EXERCISE DIRECTIONS:
Copy out every line of the data below from the line containing "name plate in" through the end of the data, shifting each coordinate value up by 13.

Stored dataset items
-- start --

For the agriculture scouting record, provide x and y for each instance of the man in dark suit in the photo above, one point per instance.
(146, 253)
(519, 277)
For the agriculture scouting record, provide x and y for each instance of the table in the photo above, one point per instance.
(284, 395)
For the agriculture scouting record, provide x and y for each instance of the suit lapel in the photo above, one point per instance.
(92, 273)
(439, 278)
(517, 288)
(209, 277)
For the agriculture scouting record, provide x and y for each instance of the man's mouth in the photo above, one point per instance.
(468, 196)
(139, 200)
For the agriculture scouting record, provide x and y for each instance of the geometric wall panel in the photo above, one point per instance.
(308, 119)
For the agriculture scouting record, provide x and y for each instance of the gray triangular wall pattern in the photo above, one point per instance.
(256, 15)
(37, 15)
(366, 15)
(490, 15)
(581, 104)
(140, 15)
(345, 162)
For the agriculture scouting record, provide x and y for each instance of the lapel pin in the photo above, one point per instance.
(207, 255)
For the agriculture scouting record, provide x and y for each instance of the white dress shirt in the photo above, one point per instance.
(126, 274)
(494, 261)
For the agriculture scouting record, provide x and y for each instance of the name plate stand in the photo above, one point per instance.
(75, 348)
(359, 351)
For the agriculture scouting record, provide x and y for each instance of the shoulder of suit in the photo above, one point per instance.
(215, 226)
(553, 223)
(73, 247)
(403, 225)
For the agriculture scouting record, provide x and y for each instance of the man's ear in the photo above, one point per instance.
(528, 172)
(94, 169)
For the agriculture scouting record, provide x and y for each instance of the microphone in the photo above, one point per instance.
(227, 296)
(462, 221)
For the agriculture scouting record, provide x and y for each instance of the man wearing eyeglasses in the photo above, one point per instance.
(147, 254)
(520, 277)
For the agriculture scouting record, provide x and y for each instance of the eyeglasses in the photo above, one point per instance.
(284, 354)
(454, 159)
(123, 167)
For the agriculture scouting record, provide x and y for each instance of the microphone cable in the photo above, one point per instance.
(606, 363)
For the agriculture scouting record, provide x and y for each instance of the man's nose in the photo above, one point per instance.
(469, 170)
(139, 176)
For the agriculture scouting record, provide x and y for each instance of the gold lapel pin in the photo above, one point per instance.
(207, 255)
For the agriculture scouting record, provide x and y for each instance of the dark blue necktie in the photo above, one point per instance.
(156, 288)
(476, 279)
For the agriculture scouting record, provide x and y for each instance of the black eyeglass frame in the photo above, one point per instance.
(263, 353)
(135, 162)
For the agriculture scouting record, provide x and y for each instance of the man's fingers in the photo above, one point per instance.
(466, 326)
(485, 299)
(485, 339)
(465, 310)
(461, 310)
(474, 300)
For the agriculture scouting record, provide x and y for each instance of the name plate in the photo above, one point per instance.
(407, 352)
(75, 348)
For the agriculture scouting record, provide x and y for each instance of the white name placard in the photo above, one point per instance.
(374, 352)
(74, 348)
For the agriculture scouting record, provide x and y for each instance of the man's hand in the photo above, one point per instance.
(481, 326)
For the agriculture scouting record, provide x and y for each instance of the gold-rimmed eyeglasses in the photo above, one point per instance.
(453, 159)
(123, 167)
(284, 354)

-- end --

WRITTEN SOLUTION:
For the agriculture scouting record, provide x and y for each instance of the name plate in the photo above, one point per instance.
(420, 365)
(88, 361)
For the agriculture scouting record, provide x and y for each instance of the white name placard in the photo above, one point per instance.
(387, 365)
(87, 361)
For the agriculture scouting record, provide x and y for each instance of the man's hand in the photo above, one point per instance.
(494, 339)
For the agriculture scouting record, provide x and y for each instance of the gold-rimmed eyeglasses in the photo above, one point per instance.
(466, 172)
(136, 180)
(297, 367)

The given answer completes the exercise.